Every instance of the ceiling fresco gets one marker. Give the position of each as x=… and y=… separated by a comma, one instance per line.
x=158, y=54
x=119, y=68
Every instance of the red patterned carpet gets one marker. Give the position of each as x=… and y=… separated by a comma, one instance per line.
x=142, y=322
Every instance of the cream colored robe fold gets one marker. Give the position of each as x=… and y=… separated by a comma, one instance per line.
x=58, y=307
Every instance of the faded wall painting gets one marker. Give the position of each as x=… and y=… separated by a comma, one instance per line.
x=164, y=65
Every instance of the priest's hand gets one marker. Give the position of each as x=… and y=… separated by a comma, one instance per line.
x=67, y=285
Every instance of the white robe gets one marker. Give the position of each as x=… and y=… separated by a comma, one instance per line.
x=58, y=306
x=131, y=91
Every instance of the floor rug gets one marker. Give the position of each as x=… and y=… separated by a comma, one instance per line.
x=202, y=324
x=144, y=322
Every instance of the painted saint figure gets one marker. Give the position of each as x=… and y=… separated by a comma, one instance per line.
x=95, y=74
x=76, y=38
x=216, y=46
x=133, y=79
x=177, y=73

• _TASK_: Can you switch every "robe" to "gown" in the records above, starting at the line containing "Every instance of the red" and ending at the line containing "x=131, y=91"? Give back only those lines, with everything else left unchanged.

• _TASK SOLUTION_:
Every instance of the red patterned carpet gets one marker. Give the position of each as x=… and y=… separated by a comma, one instance per line.
x=142, y=322
Every instance of the cream colored gown fold gets one marker. Give the position of each as x=… and y=… separated by a comma, one instance per line.
x=58, y=307
Every instance of the faded wall painting gets one marker. Give the position of each as x=… and y=… separated by a comma, one instance per line.
x=164, y=65
Every instance of the priest's hand gets one marker. Give the position of each as x=… and y=… separated by a comma, one instance per line.
x=67, y=285
Every instance of the white gown gets one marker. Give the position of each as x=… and y=… separated by a comma, one instance per line.
x=58, y=306
x=131, y=91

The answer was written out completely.